- _PASSAGE FOR REVIEW_

════════

The church uses the same liturgy as the Reformed Church in Hungary, but the language is slightly archaic, and regional differences may be present. In practice, the Reformed Diocese of Transylvania and the Reformed Diocese of Királyhágómellék have some differences, but these are not significant. At the end of worship services, the Reformed community always sings the Hungarian national anthem. Communion is performed during Advent, Christmas, Easter, Good Friday and Pentecost.

Alongside the early creeds, the Heidelberg Catechism and the Second Helvetic Confession, John Calvin's Institution and Les Ordonances [sic] (about church government) are widely used.

In the church men and women sit separately; the youth and those were not yet married sit in the choir as a rule.
Romanian-language worship services are held in Bucharest; in Transylvania, Hungarian is the language of worship. In Cluj-Napoca, English-language worship is available, translated from Hungarian.

════════

- _WORK ITEM 1_
In the passage on Reformed worship, copy the part from "In the church" to "translated from Hungarian." and change "choir" to "gallery" wherever it occurs.
- _WORK ITEM 2_
Summarize the passage on Reformed worship in two sentences.
- _WORK ITEM 3_
Carry on the passage on Reformed worship from its last sentence.
The lines given next have nothing to do with the passage on Reformed worship.

- _INFORMATION PROVIDED_
════════

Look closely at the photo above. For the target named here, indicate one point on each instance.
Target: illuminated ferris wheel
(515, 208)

════════

- _TASK RESULT 1_
In the church men and women sit separately; the youth and those were not yet married sit in the gallery as a rule.
Romanian-language worship services are held in Bucharest; in Transylvania, Hungarian is the language of worship. In Cluj-Napoca, English-language worship is available, translated from Hungarian.

- _TASK RESULT 2_
The church follows the liturgy of the Reformed Church in Hungary in slightly archaic language, ends its services with the Hungarian national anthem, and holds communion during Advent, Christmas, Easter, Good Friday and Pentecost. Men and women sit separately, and worship is held in Hungarian in Transylvania and in Romanian in Bucharest, with English-language worship translated from Hungarian available in Cluj-Napoca.

- _TASK RESULT 3_
== Education ==
The Reformed Church in Romania maintains the Romanian Reformed Pedagogic Institute in Cluj-Napoca. It was founded in 1997. Common Institutes with the Királyhágómellék Reformed Church Distinct are the Protestant Theological Institute, the Romanian Pedagogic Institute, the Reformed Churches Retired Foundation.

== Interchurch organisations ==
- member of the World Communion of Reformed Churches and the World Council of Churches. The denomination has partnership relations with the Church of Scotland, Polish Reformed Church and the Presbyterian Church in Canada.